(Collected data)
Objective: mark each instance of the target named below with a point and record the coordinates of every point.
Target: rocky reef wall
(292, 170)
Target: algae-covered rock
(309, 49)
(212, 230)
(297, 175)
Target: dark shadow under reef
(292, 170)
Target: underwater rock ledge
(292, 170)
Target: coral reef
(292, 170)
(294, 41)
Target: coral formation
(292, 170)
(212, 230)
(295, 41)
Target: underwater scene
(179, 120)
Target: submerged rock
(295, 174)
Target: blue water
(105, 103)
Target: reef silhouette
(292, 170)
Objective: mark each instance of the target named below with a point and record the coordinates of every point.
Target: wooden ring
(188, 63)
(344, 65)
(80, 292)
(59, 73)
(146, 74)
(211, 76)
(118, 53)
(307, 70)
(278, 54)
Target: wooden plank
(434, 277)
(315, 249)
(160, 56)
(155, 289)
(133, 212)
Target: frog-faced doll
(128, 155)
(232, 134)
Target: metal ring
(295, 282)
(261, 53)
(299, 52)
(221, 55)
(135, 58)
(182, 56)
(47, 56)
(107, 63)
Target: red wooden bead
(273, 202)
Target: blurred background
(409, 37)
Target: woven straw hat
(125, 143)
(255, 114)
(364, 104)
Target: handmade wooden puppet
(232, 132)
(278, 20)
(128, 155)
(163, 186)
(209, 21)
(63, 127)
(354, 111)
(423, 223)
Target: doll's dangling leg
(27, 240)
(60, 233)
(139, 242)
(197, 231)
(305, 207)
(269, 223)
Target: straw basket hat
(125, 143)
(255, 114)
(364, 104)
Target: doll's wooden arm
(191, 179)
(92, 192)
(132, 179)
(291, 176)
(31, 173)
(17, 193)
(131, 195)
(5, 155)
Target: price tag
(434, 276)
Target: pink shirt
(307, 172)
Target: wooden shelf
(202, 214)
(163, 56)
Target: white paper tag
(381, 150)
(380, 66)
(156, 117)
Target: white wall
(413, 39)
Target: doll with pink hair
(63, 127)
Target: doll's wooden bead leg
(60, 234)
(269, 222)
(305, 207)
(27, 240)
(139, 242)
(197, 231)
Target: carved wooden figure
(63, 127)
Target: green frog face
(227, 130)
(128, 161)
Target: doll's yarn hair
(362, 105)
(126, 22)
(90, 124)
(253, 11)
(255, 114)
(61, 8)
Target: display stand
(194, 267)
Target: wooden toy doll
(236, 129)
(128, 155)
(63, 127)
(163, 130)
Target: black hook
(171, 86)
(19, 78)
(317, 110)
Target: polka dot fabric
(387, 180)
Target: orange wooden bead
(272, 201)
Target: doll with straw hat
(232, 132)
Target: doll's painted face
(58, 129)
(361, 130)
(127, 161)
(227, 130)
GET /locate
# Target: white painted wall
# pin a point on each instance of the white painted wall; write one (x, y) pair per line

**WHAT YOU HAVE TO DO**
Write all the data out again, exactly.

**WRITTEN ANSWER**
Objective: mark each instance of the target named below with a point and record the coordinates of every point.
Target: rocky reef wall
(292, 170)
Target: algae-covered rock
(309, 49)
(212, 230)
(297, 175)
Target: dark shadow under reef
(292, 170)
Target: underwater rock ledge
(292, 170)
Target: coral reef
(292, 170)
(294, 41)
Target: coral formation
(292, 170)
(212, 230)
(295, 41)
Target: underwater scene
(179, 120)
Target: submerged rock
(295, 174)
Target: blue water
(105, 103)
Target: reef silhouette
(292, 170)
Objective: mark each instance of the target named below with a point and record the coordinates of every point.
Target: wooden ring
(188, 63)
(344, 65)
(80, 292)
(59, 73)
(146, 74)
(211, 76)
(118, 53)
(307, 70)
(278, 54)
Target: wooden plank
(434, 277)
(315, 249)
(160, 56)
(155, 289)
(133, 212)
Target: frog-faced doll
(128, 155)
(232, 134)
Target: metal ring
(295, 282)
(261, 53)
(299, 52)
(221, 55)
(135, 58)
(182, 56)
(47, 56)
(107, 63)
Target: red wooden bead
(273, 202)
Target: blurred background
(409, 37)
Target: woven straw hat
(125, 143)
(255, 114)
(364, 104)
Target: handmade wooden puppet
(232, 132)
(278, 20)
(128, 155)
(163, 186)
(209, 21)
(63, 127)
(354, 111)
(423, 223)
Target: doll's dangling leg
(27, 240)
(60, 233)
(139, 242)
(197, 231)
(305, 207)
(269, 223)
Target: straw basket hat
(125, 143)
(255, 114)
(364, 104)
Target: doll's wooden arm
(191, 179)
(92, 192)
(132, 179)
(291, 176)
(31, 173)
(17, 193)
(131, 195)
(5, 155)
Target: price tag
(434, 276)
Target: pink shirt
(307, 172)
Target: wooden shelf
(202, 214)
(163, 56)
Target: white paper tag
(381, 150)
(380, 66)
(156, 117)
Target: white wall
(413, 39)
Target: doll with pink hair
(63, 127)
Target: doll's wooden bead leg
(60, 234)
(269, 222)
(305, 207)
(27, 240)
(139, 242)
(197, 231)
Target: carved wooden figure
(63, 127)
Target: green frog face
(227, 130)
(128, 161)
Target: doll's yarn hair
(362, 105)
(126, 22)
(90, 124)
(253, 11)
(255, 114)
(61, 8)
Target: display stand
(194, 267)
Target: wooden toy doll
(236, 129)
(128, 155)
(63, 127)
(163, 130)
Target: black hook
(171, 86)
(19, 78)
(317, 110)
Target: polka dot fabric
(387, 180)
Target: orange wooden bead
(272, 201)
Target: doll with straw hat
(232, 132)
Target: doll's painted face
(58, 129)
(361, 130)
(127, 161)
(227, 130)
GET /locate
# Target: white painted wall
# pin a point on each instance of the white painted wall; write one (x, y) pair per line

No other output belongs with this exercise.